--- start ---
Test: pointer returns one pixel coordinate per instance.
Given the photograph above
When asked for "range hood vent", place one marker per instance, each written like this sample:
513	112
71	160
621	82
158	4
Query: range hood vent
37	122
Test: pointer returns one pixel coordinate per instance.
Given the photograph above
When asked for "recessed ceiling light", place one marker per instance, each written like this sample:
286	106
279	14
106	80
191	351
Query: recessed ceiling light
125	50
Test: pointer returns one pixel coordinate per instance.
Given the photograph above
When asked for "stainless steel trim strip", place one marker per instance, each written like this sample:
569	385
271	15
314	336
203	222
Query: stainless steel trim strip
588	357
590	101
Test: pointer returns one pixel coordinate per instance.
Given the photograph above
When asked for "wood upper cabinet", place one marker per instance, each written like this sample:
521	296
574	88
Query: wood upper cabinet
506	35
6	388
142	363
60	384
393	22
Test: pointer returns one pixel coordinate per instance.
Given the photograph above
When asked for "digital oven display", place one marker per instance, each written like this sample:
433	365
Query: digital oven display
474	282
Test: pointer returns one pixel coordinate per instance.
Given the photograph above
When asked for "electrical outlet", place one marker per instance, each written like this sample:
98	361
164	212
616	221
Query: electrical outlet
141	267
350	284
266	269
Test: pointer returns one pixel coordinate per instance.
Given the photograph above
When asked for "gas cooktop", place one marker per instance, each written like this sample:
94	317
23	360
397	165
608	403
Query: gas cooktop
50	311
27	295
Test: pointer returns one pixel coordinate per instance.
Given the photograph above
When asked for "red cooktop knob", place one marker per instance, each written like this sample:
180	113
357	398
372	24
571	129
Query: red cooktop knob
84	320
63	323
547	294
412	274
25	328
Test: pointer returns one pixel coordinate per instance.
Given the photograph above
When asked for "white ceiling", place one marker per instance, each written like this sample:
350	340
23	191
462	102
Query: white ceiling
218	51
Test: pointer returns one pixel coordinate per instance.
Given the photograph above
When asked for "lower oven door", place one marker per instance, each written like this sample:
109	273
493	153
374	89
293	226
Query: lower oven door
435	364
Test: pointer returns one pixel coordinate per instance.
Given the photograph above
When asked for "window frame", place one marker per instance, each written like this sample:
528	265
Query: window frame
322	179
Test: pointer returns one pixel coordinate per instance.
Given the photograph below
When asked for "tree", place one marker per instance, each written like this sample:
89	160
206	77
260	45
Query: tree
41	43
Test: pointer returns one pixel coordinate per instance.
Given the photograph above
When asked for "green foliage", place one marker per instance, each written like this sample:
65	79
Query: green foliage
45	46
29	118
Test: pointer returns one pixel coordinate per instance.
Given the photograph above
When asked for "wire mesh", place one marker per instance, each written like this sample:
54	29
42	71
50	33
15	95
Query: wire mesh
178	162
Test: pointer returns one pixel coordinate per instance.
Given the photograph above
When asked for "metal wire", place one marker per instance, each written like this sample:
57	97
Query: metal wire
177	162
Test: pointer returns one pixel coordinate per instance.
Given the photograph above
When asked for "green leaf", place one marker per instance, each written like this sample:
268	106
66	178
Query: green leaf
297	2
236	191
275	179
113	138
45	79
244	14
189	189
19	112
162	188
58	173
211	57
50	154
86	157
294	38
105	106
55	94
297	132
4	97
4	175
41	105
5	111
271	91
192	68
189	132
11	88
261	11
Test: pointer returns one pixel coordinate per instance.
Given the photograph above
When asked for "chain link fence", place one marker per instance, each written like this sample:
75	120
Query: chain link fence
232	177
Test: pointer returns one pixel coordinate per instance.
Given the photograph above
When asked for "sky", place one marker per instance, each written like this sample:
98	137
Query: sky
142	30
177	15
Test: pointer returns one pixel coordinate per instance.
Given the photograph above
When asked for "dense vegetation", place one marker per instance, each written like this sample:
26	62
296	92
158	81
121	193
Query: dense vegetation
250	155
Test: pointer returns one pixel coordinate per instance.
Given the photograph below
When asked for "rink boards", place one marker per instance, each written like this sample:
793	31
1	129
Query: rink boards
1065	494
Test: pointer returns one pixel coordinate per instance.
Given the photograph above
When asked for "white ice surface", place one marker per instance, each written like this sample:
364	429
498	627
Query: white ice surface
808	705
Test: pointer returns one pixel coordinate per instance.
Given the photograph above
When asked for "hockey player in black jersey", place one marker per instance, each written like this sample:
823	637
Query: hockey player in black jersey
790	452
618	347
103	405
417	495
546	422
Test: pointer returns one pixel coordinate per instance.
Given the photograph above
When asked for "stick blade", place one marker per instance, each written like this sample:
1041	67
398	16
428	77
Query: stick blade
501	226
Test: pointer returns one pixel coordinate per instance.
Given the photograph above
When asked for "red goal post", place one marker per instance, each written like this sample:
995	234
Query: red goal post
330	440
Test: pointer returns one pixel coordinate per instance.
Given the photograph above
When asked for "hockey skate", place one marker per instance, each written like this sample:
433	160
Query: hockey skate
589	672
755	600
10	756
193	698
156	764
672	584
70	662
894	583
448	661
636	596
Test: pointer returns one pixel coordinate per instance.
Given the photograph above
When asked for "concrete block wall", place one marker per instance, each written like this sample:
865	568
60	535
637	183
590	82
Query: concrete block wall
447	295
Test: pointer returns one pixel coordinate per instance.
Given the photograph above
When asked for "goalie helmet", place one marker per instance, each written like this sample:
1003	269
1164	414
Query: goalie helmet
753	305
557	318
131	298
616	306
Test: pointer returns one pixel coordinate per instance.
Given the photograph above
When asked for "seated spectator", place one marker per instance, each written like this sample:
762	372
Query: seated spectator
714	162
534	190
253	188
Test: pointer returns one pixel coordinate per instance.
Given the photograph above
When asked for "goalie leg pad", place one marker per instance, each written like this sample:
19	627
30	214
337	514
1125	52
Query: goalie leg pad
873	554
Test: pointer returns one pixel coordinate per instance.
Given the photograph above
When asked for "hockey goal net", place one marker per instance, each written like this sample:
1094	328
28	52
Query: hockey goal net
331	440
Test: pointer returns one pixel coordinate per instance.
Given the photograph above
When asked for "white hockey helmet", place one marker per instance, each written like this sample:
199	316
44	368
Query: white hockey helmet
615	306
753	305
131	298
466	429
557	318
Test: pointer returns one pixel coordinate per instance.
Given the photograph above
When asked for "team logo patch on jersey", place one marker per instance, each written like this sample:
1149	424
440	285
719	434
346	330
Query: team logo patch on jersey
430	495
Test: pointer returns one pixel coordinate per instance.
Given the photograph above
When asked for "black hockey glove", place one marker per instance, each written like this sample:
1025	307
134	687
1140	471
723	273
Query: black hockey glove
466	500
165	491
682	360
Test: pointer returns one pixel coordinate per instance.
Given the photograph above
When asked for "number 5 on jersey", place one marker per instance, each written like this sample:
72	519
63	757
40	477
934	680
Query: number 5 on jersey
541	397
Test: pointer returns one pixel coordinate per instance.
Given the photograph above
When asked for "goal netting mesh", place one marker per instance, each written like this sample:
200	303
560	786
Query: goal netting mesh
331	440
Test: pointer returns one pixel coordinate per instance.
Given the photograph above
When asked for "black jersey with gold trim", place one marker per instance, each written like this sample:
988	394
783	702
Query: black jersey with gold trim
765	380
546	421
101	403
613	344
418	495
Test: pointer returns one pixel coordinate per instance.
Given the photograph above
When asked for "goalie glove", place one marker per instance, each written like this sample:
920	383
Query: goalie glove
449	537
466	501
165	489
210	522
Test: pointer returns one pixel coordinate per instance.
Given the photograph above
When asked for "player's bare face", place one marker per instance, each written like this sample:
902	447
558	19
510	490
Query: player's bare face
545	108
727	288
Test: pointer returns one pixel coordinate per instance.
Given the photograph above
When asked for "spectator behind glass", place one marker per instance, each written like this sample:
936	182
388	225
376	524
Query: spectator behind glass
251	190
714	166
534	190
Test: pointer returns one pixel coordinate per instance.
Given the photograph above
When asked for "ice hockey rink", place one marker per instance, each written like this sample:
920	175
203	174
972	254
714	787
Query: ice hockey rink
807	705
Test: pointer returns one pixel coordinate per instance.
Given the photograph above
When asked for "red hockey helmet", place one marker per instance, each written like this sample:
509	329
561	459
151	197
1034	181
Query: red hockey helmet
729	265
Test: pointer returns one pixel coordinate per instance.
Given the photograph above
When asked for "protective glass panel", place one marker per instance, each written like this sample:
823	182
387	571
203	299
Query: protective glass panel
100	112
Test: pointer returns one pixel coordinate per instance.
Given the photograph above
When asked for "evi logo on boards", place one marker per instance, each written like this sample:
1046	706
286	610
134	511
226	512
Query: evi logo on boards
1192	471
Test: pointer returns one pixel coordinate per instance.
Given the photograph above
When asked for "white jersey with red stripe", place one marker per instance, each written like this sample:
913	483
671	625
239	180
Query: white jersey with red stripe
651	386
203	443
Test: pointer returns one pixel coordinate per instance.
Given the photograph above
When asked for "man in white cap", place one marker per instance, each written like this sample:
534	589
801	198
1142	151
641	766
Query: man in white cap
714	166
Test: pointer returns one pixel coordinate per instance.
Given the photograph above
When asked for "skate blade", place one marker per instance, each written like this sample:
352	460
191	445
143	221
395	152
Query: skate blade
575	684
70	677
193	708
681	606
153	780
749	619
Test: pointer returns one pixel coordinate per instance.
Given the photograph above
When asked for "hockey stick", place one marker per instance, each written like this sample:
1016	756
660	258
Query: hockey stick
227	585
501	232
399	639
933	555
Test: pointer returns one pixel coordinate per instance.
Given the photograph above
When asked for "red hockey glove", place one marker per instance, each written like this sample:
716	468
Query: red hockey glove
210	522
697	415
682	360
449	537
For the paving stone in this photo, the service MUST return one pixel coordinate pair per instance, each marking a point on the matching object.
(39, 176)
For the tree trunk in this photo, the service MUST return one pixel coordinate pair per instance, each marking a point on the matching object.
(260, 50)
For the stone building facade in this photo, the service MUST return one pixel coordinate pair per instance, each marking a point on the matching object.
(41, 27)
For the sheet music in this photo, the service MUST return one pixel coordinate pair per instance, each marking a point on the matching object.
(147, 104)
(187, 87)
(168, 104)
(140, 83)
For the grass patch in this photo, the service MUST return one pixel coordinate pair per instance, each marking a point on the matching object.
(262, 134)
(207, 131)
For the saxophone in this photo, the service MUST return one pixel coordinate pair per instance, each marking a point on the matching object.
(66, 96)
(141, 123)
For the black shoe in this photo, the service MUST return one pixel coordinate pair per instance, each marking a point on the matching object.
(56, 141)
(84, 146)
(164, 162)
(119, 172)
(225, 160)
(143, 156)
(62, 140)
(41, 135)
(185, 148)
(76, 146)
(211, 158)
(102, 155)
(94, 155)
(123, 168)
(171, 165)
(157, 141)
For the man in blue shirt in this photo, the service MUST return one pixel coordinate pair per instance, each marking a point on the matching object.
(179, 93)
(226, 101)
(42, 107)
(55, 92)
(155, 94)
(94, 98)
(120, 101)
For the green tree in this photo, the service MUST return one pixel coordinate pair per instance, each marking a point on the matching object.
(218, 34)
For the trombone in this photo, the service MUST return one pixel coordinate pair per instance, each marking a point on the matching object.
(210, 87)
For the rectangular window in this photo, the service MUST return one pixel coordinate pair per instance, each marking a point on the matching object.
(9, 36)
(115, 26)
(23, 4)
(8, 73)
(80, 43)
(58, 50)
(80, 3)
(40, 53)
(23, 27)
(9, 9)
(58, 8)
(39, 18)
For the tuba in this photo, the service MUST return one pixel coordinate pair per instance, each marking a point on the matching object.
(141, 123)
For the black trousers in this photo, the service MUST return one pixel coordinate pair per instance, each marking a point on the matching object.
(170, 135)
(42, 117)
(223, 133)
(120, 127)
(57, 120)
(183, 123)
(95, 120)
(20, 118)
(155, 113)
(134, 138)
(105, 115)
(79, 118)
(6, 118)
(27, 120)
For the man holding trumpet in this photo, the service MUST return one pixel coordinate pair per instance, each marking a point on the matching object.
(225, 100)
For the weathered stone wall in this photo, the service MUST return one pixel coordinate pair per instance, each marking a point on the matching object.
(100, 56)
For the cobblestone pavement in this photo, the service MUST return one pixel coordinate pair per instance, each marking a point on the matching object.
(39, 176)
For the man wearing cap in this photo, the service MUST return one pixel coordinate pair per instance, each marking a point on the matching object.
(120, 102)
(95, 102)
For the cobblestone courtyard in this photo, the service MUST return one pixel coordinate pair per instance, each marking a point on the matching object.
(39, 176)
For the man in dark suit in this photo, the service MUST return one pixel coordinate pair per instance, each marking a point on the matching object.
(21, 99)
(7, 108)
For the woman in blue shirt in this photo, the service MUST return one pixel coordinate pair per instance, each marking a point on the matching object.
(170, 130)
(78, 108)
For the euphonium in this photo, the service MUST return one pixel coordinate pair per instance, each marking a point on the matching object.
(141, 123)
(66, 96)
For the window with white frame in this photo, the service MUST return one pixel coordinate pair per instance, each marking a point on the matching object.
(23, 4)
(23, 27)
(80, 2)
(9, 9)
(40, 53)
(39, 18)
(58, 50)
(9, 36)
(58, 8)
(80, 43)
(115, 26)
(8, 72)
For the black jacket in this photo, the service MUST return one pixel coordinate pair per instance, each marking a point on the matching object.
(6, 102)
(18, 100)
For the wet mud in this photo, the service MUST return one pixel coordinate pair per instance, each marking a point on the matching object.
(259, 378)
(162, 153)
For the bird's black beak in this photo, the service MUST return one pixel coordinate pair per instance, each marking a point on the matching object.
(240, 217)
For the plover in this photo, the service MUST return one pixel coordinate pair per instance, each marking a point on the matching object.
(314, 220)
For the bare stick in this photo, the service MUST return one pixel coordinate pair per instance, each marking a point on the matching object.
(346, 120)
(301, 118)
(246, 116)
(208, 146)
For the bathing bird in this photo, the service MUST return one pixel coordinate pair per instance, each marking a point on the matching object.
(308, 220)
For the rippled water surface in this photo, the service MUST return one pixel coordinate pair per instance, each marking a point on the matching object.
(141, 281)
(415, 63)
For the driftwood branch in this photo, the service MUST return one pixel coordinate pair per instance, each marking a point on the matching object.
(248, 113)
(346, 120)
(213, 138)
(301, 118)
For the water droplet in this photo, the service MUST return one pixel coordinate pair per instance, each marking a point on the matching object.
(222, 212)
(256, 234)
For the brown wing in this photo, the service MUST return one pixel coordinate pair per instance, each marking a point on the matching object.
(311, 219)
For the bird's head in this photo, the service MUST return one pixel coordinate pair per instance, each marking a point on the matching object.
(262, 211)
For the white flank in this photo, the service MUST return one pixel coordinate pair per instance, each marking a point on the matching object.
--- end ---
*Task to complete*
Extract every line from the one with "For the black jacket" down to the final line above, both included, exactly as written.

*Written solution*
For the black jacket in this photo, the service MUST return one pixel coordinate pair per instance, each marking a point on the matching object.
(6, 102)
(18, 100)
For the wet mud in this photo, the service MUST return one pixel coordinate pair per instance, each marking a point on the matching object.
(259, 378)
(162, 153)
For the bird's black beak in this photo, the service MUST return one pixel coordinate pair per instance, each marking a point on the matching object.
(240, 217)
For the plover in this photo, the service MUST return one pixel coordinate pair per instance, each marking a point on the matching object.
(314, 220)
For the bare stick in this photo, the service MUST return one pixel coordinate pair per instance, each marking a point on the matching object.
(346, 120)
(301, 118)
(246, 116)
(208, 146)
For the bathing bird in this photo, the service MUST return one pixel coordinate pair per instance, each marking a point on the matching object.
(308, 220)
For the rippled water surface in this photo, the service MUST return one pixel coordinate pair per instance, each marking a point on the matching object.
(141, 281)
(415, 63)
For the driftwood branch in this photo, the service MUST return one pixel coordinate pair per instance, each marking a point on the matching object.
(248, 113)
(346, 120)
(213, 138)
(301, 118)
For the water droplet in this photo, the service MUST return one pixel coordinate pair per instance, each marking a point on the matching object.
(222, 212)
(256, 234)
For the brown wing in this photo, the service MUST return one pixel coordinate pair per instance, each marking a point on the matching object.
(311, 219)
For the bird's head in this photo, the service MUST return one pixel coordinate pair per instance, each marking a point on the matching object.
(262, 211)
For the white flank in this photo, the service MUST return one pixel coordinate pair per instance, each marking a point on the matching object.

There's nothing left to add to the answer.